BEGIN Page extract

Passport of the Republic of Latvia issued to Latvian citizens

Latvian passports (Latvijas pilsoņa pase) are issued to citizens of Latvia for identity and international travel purposes. Receiving a valid passport is mandatory from the age of 15, but passports can be requested for younger children if needed for travel and other purposes. A passport is valid for 10 years if the citizen is 20 or older, for 5 years if 5–19 and for 2 years if 0–5 years old. Non-citizen passports, and refugee travel documents (in a passport-like format), are also issued. Every Latvian citizen is also a citizen of the European Union. The passport, along with the national identity card, allows Latvian citizens to travel and to have rights of free movement and rights to reside in any states of the European Union, European Economic Area and Switzerland.

==Physical appearance==
Latvian passports are burgundy red, with the Coat of arms of Latvia emblazoned in the center of the front cover. The words EIROPAS SAVIENĪBA (Latvian for "European Union") and LATVIJAS REPUBLIKA (Latvian for "Republic of Latvia") are inscribed above the coat of arms, and the word PASE (Latvian for "Passport") below. The Latvian passport has the standard biometric symbol emblazoned below the coat of arms and uses the standard European Union design.

===Identity information page===

The Latvian passport includes the following data:

- Photo of passport holder
- Type (P)
- Code of issuing state (LVA)
- Passport no.
- 1. Surname
- 2. Given names
- 3. Nationality
- 4. Height
- 5. Sex
- 6. Date of birth
- 7. Personal no.
- 8. Authority (place of issue)
- 9. Place of birth
- 10. Date of issue
- 11. Holder's signature
- 12. Date of expiry

The information page ends with the transparent line and the Machine Readable Zone.

Optionally, the passport may also include information about the passport holder's ethnicity, underage children and their name in different orography (historical form or original form in a different language).

===Languages===
The data page/information page is printed in Latvian, English and French.

END Page extract
BEGIN Source material

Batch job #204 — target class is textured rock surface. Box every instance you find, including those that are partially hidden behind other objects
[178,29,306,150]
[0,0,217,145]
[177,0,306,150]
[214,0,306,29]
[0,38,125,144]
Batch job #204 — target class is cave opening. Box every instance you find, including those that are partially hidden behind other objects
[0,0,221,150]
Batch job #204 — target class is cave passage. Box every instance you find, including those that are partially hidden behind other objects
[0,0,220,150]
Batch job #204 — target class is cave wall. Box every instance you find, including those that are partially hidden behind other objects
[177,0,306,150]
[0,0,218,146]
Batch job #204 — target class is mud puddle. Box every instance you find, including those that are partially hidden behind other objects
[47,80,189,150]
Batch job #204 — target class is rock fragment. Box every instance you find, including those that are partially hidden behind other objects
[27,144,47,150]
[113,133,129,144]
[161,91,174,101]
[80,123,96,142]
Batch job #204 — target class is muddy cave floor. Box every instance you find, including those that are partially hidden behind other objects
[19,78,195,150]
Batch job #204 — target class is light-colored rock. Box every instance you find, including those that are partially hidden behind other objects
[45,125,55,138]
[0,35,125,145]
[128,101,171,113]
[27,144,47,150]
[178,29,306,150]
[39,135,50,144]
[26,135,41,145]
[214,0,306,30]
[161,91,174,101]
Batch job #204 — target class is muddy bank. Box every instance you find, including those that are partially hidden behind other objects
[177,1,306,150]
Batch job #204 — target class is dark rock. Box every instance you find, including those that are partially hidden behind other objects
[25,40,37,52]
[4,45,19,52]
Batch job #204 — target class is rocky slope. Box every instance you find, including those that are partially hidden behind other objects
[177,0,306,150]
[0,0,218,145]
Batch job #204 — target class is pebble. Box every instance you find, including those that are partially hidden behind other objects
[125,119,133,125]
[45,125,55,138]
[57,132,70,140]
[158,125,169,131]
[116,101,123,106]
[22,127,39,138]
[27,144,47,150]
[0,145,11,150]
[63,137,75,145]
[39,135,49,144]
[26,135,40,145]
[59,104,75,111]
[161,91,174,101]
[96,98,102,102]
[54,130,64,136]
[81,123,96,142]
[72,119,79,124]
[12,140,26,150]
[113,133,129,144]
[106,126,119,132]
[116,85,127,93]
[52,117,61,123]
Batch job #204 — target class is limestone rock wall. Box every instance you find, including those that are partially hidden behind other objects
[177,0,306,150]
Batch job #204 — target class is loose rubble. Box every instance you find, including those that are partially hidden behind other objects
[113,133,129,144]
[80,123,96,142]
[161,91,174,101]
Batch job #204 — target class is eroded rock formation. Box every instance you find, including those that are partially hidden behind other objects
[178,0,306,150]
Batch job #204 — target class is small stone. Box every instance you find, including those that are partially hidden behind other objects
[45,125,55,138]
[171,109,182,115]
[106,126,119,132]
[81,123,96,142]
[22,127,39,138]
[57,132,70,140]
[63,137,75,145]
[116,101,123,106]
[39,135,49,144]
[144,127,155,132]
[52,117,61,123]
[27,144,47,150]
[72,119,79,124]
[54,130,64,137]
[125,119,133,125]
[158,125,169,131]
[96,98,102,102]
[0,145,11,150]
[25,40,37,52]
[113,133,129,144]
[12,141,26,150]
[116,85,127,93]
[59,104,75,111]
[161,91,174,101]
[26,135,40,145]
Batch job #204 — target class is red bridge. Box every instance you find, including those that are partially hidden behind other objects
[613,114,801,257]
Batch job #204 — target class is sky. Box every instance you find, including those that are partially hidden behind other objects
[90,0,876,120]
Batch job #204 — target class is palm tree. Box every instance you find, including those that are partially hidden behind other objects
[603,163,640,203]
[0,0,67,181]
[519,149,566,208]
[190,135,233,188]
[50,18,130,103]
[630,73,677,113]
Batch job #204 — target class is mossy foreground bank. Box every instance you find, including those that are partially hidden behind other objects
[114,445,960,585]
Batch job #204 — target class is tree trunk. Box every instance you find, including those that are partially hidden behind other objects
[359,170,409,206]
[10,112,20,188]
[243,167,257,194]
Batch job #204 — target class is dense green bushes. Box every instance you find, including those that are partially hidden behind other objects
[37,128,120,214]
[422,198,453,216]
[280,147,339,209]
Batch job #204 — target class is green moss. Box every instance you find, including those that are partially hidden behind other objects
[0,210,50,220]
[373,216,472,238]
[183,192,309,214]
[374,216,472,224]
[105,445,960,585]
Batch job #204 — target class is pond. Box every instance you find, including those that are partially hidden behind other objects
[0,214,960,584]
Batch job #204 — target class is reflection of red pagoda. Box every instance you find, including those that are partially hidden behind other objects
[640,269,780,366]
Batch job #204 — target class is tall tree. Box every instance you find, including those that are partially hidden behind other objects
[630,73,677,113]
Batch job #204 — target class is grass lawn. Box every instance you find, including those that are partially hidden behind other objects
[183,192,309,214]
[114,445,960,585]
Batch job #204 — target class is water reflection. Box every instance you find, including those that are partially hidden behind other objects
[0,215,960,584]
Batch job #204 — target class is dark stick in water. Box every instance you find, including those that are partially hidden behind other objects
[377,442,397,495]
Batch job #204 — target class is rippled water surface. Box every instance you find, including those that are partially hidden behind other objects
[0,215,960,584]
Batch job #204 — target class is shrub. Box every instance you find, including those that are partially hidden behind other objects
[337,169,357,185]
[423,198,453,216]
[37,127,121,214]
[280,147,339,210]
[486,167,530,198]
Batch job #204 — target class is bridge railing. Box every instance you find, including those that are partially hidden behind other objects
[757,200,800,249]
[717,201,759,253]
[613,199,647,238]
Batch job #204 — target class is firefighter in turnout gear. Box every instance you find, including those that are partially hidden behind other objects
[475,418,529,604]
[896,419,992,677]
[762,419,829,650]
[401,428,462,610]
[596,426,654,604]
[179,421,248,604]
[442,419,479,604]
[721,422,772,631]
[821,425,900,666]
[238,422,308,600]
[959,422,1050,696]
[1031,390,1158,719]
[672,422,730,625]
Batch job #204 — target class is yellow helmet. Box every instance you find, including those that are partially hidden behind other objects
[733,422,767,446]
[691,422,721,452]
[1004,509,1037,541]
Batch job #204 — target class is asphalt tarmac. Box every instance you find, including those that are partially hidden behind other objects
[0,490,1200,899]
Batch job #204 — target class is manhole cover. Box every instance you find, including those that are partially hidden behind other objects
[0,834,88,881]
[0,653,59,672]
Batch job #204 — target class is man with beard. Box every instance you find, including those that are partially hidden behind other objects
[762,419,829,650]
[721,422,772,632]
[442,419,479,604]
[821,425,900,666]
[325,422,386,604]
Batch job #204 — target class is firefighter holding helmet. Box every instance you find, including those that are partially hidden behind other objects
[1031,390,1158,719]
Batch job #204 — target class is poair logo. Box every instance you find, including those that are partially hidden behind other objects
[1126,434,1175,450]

END Source material

## Tasks and exercises
a – According to the Latvian passport text, how long is a passport valid for a citizen who is 20 or older?
b – Update a part of the Latvian passport text, starting with "- Photo of passport" and going on through "7. Personal no.", by changing "Height" to "Eye color", and give that part again.

## Answers by item number
a – 10 years.

b –
- Photo of passport holder
- Type (P)
- Code of issuing state (LVA)
- Passport no.
- 1. Surname
- 2. Given names
- 3. Nationality
- 4. Eye color
- 5. Sex
- 6. Date of birth
- 7. Personal no.